(Exercise instructions)
**A)** In the passage about the Ainu, how many words does their language have to describe bears?
**B)** Using the passage about the Ainu, explain what the iyomante ritual was meant to accomplish for the bear cub.
**C)** Retype the passage about the Ainu from "The Ainu collected" to "from the divine.".
Start of Passage
Discovering Ainu textiles in Hokkaido was the greatest surprise of my 2018 trip to Japan. I knew a little about Japanese textile traditions, but never heard of Ainu fabrics. Once in Hokkaido, these textiles captivated me with their bold geometric beauty.
Who Are the Ainu?
The Ainu are the indigenous people of the island of Hokkaido. Originally from Russia, they populated the island for over 20,000 years. For centuries, they were hunter-gatherers who lived off the land, relying mostly on fishing and hunting.
The Ainu see themselves as a part of the natural world. They believe that spirits dwell in every thing or being in this world. They regard animals, plants, and things like fire, water, clothes or tools, which are essential for everyday life, as well as things like diseases or weather that are beyond human control, as kamuy (gods).
Bears have a special importance in Ainu culture. There are over eighty words in their language to describe bears. The Ainu saw bears as gods in animal form and as gifts of the gods.
The Ainu collected bear cubs born during hibernation. They hosted them in their homes, treating them as honored guests or as one of their own children.
After a cub turned two, the Ainu performed a ritual called iyomante. The ritual lasted three days and three nights, during which they separated the cub’s spirit from its body, helping it return to its real mother in the realm of the gods. The bear’s fur and meat were considered a great gift from the divine.
End of Passage
Start of Exercise data
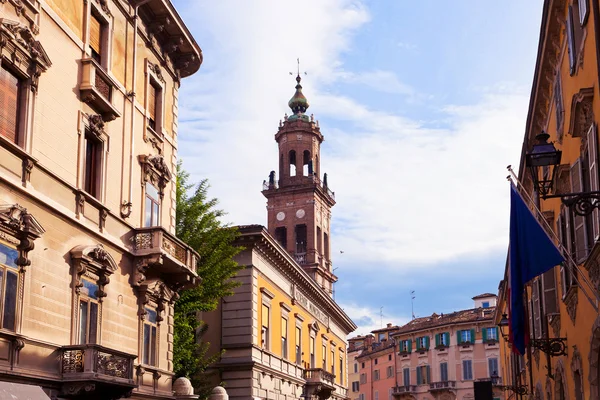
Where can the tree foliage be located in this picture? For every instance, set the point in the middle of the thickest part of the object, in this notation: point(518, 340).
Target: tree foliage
point(198, 223)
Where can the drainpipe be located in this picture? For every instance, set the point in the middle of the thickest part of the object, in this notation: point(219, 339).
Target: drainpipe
point(128, 203)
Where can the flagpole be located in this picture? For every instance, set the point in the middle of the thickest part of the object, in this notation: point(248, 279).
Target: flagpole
point(571, 264)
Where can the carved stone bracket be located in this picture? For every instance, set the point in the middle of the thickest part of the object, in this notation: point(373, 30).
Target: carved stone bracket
point(156, 171)
point(17, 223)
point(582, 114)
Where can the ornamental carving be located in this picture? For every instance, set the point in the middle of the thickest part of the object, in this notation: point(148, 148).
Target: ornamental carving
point(21, 228)
point(18, 43)
point(156, 171)
point(94, 262)
point(582, 114)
End of Exercise data
(List of answers)
**A)** Over eighty.

**B)** During the ritual, which lasted three days and three nights, the Ainu separated the cub's spirit from its body. This helped the spirit return to its real mother in the realm of the gods.

**C)**
The Ainu collected bear cubs born during hibernation. They hosted them in their homes, treating them as honored guests or as one of their own children.
After a cub turned two, the Ainu performed a ritual called iyomante. The ritual lasted three days and three nights, during which they separated the cub’s spirit from its body, helping it return to its real mother in the realm of the gods. The bear’s fur and meat were considered a great gift from the divine.